== YOUR INSTRUCTIONS ==
How many lines in the rows below contain the string "grass"? Reply with only the number.

(Location identification items)
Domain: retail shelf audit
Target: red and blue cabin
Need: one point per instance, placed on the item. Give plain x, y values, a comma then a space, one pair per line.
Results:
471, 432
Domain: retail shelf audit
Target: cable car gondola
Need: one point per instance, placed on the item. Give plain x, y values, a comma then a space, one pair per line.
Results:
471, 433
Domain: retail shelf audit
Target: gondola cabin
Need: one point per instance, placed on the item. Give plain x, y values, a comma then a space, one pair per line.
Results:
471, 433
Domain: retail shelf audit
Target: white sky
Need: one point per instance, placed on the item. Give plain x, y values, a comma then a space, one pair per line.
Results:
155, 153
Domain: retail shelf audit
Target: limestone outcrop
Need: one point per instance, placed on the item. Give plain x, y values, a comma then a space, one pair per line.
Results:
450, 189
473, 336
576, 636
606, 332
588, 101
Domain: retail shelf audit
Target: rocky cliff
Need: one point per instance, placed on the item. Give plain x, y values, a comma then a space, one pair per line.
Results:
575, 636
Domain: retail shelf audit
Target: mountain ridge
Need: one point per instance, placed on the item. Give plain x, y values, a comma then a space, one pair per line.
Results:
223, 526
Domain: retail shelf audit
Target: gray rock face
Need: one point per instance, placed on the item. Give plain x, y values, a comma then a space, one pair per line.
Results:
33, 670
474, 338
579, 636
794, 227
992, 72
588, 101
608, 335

...

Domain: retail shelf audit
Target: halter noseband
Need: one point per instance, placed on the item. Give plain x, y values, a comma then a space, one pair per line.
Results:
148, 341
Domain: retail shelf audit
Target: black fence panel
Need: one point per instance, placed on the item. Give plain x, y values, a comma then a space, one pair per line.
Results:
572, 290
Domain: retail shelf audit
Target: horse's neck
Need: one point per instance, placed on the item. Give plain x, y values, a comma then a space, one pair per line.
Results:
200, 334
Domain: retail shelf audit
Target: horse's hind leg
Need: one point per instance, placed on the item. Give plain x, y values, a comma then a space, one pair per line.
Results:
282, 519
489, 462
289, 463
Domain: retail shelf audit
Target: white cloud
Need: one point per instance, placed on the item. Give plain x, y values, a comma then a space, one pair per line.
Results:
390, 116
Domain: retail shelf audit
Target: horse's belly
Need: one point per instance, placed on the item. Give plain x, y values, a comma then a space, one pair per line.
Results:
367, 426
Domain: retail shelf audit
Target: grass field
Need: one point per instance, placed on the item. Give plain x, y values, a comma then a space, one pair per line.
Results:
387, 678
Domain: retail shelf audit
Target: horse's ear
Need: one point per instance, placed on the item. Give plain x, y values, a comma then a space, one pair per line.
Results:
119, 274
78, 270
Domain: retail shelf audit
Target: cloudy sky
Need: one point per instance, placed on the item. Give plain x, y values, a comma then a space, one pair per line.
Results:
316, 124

---

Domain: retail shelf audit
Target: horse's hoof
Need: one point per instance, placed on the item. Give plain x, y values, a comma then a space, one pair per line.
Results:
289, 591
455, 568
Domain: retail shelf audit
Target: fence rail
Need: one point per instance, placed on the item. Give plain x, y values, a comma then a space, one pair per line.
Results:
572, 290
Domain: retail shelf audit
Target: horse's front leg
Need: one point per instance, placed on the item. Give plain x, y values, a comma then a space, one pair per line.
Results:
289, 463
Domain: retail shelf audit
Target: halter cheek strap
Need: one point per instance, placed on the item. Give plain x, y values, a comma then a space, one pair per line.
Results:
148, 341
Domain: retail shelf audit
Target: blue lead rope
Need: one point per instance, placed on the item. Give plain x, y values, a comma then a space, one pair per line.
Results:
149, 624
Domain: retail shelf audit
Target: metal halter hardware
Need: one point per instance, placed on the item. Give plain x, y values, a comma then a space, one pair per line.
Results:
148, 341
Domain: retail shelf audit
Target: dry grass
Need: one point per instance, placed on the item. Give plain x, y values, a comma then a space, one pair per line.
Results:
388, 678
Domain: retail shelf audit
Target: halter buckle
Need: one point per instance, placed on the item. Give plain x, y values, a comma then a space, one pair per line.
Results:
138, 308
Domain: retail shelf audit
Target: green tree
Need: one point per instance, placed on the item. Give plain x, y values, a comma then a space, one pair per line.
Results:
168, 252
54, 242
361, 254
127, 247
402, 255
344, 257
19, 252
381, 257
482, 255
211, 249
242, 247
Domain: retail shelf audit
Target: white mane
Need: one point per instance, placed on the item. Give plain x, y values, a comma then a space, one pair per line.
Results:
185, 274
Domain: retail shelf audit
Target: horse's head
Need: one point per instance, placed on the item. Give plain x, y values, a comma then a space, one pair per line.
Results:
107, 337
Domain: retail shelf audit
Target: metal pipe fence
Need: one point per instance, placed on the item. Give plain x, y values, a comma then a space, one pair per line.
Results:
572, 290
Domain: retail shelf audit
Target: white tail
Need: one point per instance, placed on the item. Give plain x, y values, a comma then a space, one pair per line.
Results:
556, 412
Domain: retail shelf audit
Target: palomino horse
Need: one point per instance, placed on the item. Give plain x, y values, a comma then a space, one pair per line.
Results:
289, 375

== THE SOLUTION ==
2